**Requirements:** Output the full listing below exactly as it reads, and skip anything that is a picture.

**Data for processing:**
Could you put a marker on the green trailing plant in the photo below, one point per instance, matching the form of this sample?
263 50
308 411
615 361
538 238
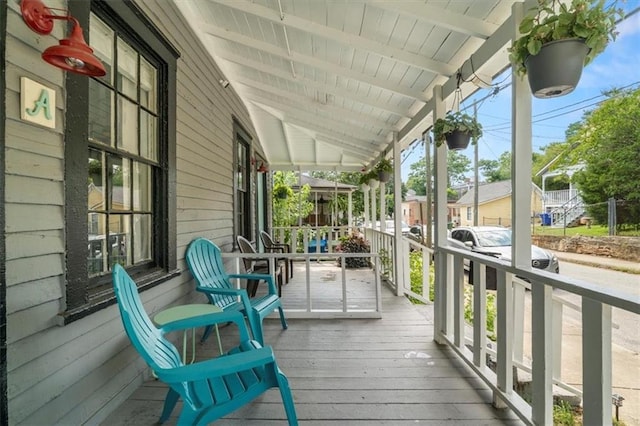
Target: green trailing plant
456 121
384 165
281 191
553 20
364 178
385 263
491 311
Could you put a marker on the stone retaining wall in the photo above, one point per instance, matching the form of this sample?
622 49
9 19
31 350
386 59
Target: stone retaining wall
626 248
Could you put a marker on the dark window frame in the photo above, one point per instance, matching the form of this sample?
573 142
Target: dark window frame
137 28
242 224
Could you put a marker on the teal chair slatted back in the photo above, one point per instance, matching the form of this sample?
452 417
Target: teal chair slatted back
158 352
209 389
205 262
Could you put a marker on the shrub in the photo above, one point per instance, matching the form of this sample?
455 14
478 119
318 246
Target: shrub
354 243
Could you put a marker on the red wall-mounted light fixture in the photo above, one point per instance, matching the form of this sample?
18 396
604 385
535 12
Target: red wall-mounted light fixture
73 53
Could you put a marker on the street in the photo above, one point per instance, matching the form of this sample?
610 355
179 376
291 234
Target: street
625 337
627 334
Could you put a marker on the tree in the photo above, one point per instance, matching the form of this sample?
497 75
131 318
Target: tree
288 211
608 143
496 170
458 166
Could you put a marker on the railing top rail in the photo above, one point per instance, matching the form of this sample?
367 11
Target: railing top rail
609 296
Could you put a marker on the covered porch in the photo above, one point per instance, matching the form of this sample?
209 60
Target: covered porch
383 371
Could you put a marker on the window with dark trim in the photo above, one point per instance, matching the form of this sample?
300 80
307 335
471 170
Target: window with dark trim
119 157
242 183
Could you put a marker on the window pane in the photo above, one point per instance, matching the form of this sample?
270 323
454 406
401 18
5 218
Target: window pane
100 113
127 70
96 181
120 175
96 258
148 86
101 41
148 136
120 240
143 241
127 125
142 187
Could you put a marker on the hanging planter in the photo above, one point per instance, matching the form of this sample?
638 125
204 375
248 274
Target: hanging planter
384 169
558 41
457 130
556 70
457 140
281 192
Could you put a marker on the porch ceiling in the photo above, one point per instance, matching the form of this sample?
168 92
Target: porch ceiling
327 83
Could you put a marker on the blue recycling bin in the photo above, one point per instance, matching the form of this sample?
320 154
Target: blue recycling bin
545 219
312 246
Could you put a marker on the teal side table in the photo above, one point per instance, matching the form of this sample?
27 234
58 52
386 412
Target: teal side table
180 312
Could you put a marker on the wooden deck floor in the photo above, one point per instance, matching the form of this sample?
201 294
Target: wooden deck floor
353 371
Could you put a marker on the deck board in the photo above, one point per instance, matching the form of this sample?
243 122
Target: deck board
384 371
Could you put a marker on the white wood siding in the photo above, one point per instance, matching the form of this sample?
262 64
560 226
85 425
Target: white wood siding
80 372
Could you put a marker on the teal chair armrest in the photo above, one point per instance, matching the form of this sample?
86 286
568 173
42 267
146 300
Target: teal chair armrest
264 277
207 320
216 367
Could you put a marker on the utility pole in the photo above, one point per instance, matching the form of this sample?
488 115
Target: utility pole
475 170
426 139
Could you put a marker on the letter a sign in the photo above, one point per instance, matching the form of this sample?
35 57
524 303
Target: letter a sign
37 103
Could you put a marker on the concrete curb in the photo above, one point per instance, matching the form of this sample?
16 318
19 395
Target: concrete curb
596 264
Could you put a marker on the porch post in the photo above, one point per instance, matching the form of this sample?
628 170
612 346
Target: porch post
350 210
402 274
440 238
365 191
521 184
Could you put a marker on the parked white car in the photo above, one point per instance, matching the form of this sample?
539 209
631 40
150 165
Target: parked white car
496 241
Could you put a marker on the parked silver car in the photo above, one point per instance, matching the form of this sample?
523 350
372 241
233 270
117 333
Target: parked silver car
496 241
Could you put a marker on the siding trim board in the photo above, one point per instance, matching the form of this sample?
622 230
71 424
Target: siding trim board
4 404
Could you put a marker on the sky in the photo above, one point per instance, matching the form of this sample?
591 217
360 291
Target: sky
618 66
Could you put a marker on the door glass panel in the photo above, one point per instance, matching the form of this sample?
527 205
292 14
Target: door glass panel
143 241
127 70
127 125
141 187
120 174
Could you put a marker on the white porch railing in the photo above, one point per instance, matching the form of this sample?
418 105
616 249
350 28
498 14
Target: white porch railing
558 198
309 239
343 308
546 320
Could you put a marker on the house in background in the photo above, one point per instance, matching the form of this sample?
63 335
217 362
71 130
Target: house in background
414 209
323 194
494 204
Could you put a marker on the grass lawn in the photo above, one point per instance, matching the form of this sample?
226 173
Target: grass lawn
593 231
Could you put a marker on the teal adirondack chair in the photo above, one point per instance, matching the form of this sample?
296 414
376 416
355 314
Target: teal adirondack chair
204 260
209 389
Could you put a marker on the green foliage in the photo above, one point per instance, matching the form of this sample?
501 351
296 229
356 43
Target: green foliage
491 311
385 263
416 272
608 144
287 211
554 20
354 243
456 121
384 165
496 170
458 166
563 414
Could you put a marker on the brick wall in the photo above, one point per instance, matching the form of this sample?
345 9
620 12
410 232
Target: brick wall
627 248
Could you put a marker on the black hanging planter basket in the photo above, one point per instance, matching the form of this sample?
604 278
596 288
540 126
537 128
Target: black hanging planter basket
556 70
457 140
384 176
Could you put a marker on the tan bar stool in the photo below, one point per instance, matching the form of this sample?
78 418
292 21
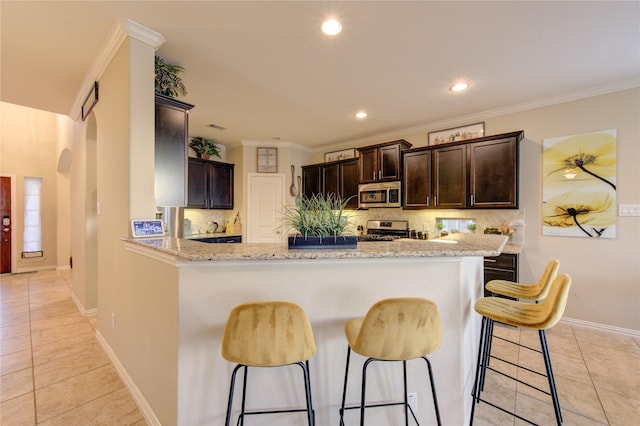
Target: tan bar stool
268 334
522 291
398 329
534 316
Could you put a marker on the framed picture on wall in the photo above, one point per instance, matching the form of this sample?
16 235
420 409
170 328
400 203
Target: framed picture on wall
455 134
343 154
267 159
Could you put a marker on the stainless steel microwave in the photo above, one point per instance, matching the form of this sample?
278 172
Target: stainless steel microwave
381 194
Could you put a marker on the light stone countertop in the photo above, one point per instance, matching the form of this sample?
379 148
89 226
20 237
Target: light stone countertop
455 245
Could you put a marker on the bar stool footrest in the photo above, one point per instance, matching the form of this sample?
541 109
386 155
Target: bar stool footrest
382 404
504 410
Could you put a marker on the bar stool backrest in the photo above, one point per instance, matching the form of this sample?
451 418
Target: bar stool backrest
400 329
268 334
549 275
555 302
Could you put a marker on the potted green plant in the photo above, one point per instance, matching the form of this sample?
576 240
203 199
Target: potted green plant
204 147
167 80
318 222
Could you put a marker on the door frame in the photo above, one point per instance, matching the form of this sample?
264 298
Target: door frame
250 178
14 221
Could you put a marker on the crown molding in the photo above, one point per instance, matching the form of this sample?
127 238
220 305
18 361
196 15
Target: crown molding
121 29
618 86
273 144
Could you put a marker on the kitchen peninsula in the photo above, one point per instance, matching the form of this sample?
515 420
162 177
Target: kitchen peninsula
185 290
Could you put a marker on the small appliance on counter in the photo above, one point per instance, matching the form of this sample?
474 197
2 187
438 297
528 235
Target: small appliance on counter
173 218
385 230
380 194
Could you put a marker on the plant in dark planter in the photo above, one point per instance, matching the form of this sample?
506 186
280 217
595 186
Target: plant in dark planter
318 222
167 80
204 147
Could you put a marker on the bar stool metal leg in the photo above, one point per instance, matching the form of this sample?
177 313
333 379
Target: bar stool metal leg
344 388
433 391
552 382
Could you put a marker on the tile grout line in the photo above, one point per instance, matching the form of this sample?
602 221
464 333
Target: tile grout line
33 370
595 388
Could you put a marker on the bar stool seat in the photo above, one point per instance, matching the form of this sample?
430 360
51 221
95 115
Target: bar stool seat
268 334
397 329
534 316
522 291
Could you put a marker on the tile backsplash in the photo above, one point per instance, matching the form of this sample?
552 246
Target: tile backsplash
422 220
200 219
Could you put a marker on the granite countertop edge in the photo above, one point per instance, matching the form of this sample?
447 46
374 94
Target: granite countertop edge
456 245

**Reply:**
Could you put a marker on the green trailing plant in the photo below, one point per instance, matching the form of this sample?
263 50
308 411
615 361
538 238
Target: green trailing plant
456 121
384 165
281 191
553 20
364 178
385 263
491 311
Could you put a marker on the stone retaining wall in the photo above, one point per instance, matching the form of this sample?
622 49
9 19
31 350
386 59
Target: stone retaining wall
626 248
Could you put a marker on the dark window frame in the photo above, one point per instance, matching the form of this sample?
573 142
Target: dark window frame
137 28
242 224
Could you put a marker on the teal chair slatted back in the photo above, one point per instance, matching the form of this sample?
452 417
Target: teal chair slatted back
158 352
209 389
205 262
Could you put a marker on the shrub in the photo above, one point per instance, matching the form of this sample?
455 14
478 119
318 246
Target: shrub
354 243
Could you put a marker on the red wall-mounted light fixture in the photo above, one point per instance, matching the form of this sample?
18 396
604 385
535 12
Target: red wall-mounted light fixture
73 53
Could you put a marker on the street in the photo above, one point per instance, matching the form of this sample?
610 355
179 376
291 234
Target: street
625 337
627 334
Could you put a marker on the tree in the photo above, one point per instance, matching the form of this sample?
497 75
131 318
Target: tree
288 211
608 143
496 170
458 166
Could you put a marker on the railing top rail in the photo above, one point per instance, matching the form of this sample?
367 11
Target: railing top rail
609 296
Could you put a marker on the covered porch in the photo above, one point per instance, matching the form of this sample?
209 60
Target: covered porch
383 371
Could you put a marker on the window with dark trim in the photo above, one point per instance, matching the form of this sample?
300 80
307 335
471 170
Target: window with dark trim
119 157
242 183
Could you put a marker on the window pane in the photo above, one point per instance, matching the form of this sample?
270 323
454 406
401 18
5 218
Target: window pane
100 113
127 70
96 181
120 175
96 258
148 86
101 41
148 136
120 240
143 241
127 125
142 187
Could you put a marker on the hanging planter in the photo above, one point per instance, matching the form of this sample?
638 125
204 375
248 274
Target: hanging planter
384 169
558 41
457 130
556 70
457 140
281 192
Could you put a marker on the porch ceiling in the photo above, one point per instance, matching the form of this sample?
168 92
Target: porch ceiling
327 83
Could you put a marker on the blue recycling bin in the photo above, one point per instance, matching the form of this sample?
320 154
Target: blue recycling bin
545 219
312 246
Could you put a marker on the teal side table in the photo above, one point per instance, matching the form of this sample?
27 234
58 52
386 412
Target: teal side table
180 312
Could you put a marker on the wooden deck floor in the photo above, one point per instance, matching the form of this sample?
201 294
Target: wooden deck floor
353 371
Could you put a marker on the deck board in the photo above, one point per instance, matching the form of this sample?
243 122
Target: deck board
384 371
Could you put a marker on the white wood siding in the photo above, one point per instance, matching the form of this sample?
262 64
560 226
85 425
Target: white wood siding
80 372
Could you put a marker on the teal chair armrest in the photo above, one point per instance, matching the form of this sample?
86 286
568 173
42 267
146 300
Target: teal chair armrest
264 277
207 320
216 367
Could you put a marker on the utility pole in the photo above, one point per instance, matching the form of this sample?
488 115
Target: utility pole
475 170
426 139
Could you put a marker on the letter a sign in the photo above, one point per instance, matching the form of this sample?
35 57
524 303
Target: letter a sign
37 103
Could you put a marker on the concrete curb in the photo above, one point per instance, matching the form of this sample?
16 318
19 395
Target: concrete curb
596 264
Could you put a marker on the porch post in the photo above, one point per instance, matching the form of this sample?
628 170
612 346
Target: porch post
350 210
402 274
440 238
365 191
521 184
Could you put a marker on the parked white car in the photo above, one point per instance, matching the form of this sample?
539 209
631 40
150 165
Target: parked white car
496 241
Could you put a marker on the parked silver car in the photo above, one point per instance, matching the form of this sample?
523 350
372 241
233 270
117 333
Target: parked silver car
496 241
Could you put a marker on the siding trim board in the photo above, one point per instance, matching the form of this sample?
622 230
71 424
Target: siding trim board
4 404
Could you put a marker on the sky in the photo above, one point per instance, matching the form of this sample?
591 217
360 291
Target: sky
618 66
Could you put a marker on the door glass panel in the photo above, one point per instance, matching the form of this sample?
527 205
292 14
Target: door glass panel
143 241
127 70
127 125
141 187
120 174
Could you put a marker on the white porch railing in the photo above, one point per instance, matching the form of this sample?
418 105
616 249
350 28
498 14
Target: white porch railing
558 198
309 239
343 308
546 320
Could you put a marker on the house in background in the photo above, one point per instance, matching the form of this sample?
63 335
217 362
71 130
Target: house in background
414 209
323 194
494 204
Could you put a marker on the grass lawn in the photo above, one point per instance, matching the form of this sample?
226 173
Target: grass lawn
593 231
Could you put a marker on the teal adirondack chair in the photo above, one point per instance, matching the form of this sample?
296 414
376 416
355 314
Target: teal adirondack chair
204 260
209 389
Could you put a marker on the green foliage in the photo above, one point per instance, matching the form of this sample?
501 351
296 229
356 43
Target: green foliage
491 311
385 263
416 272
608 144
287 211
554 20
354 243
456 121
384 165
496 170
458 166
563 414
Could you put a marker on the brick wall in the photo above, one point per instance, matching the form of this sample?
345 9
620 12
410 232
Target: brick wall
627 248
Could you put a marker on the black hanging planter basket in the photo above, one point per instance, matching the form of this sample?
604 278
596 288
540 126
537 128
Target: black hanging planter basket
556 70
457 140
384 176
Could you put a marker on the tan bar stool in the photo below, one point per instance, matching the form of this sample?
78 418
292 21
Target: tan bar stool
268 334
522 291
398 329
534 316
Could you put a marker on the framed picture on wall in the photo above, one point per instance, matching the form of this sample?
16 235
420 409
170 328
400 203
Target: framed picture on wall
455 134
343 154
267 159
Could you put a marker on the stainless steel microwave in the photo above, one point per instance, matching the form of this sample?
278 172
Target: stainless steel microwave
381 194
Could you put a marker on the light stone countertop in the photo above, one point per instance, matching the form of this sample?
379 148
89 226
20 237
Target: light stone countertop
455 245
Could you put a marker on the bar stool footrest in the photo above, one point per instance, matching the form of this sample?
541 109
386 155
Target: bar stool footrest
382 404
504 410
Could you put a marker on the bar stool backrest in the photo above, one point per instance, matching the form of this sample?
451 418
Target: bar stool backrest
400 329
268 334
549 275
555 302
Could you put a marker on the potted green plant in the photo above, one point per instance, matching the form of this sample?
576 240
203 199
Target: potted green plant
204 147
167 80
318 222
Could you put a marker on the door frame in the photo above, one point per instance, matching the form of this sample?
264 298
Target: door frame
250 178
14 221
Could you put a marker on the crown molding in the photo above, one point per instance, matching the form of this sample?
127 238
220 305
18 361
196 15
Target: crown molding
121 29
618 86
273 144
Could you put a marker on the kitchen peninsula in the photo above, one point per instance, matching the form of this sample?
515 420
162 177
Target: kitchen peninsula
185 290
Could you put a marker on the small appliance on counter in the photo above, one point per instance, matching the form of this sample?
474 197
2 187
438 297
528 235
Target: small appliance on counter
173 218
385 230
380 194
Could you put a marker on the plant in dark planter in the photo above, one point per instance, matching the form of this sample?
506 186
280 217
595 186
Target: plant in dark planter
318 222
167 80
204 147
Could you put a marker on the bar stool metal leg in the photo above, one point per instance, matching the form of this sample?
177 313
333 379
Target: bar stool metal leg
344 388
433 391
552 382
Could you put a marker on the tile grout line in the photo above, one point per instance, matching the form of this sample?
602 221
464 333
Target: tile grout line
33 370
595 388
Could you put a marker on the bar stool seat in the photo above, one point per instance, matching the form of this sample?
430 360
51 221
95 115
Target: bar stool seat
268 334
397 329
534 316
522 291
Could you put a marker on the tile backsplash in the photo above, one point per instance, matching the form of this sample?
552 246
Target: tile backsplash
422 220
200 219
Could you put a marker on the granite countertop edge in the photo above, one point per instance, matching the form of this sample?
447 46
374 94
Target: granite countertop edge
456 245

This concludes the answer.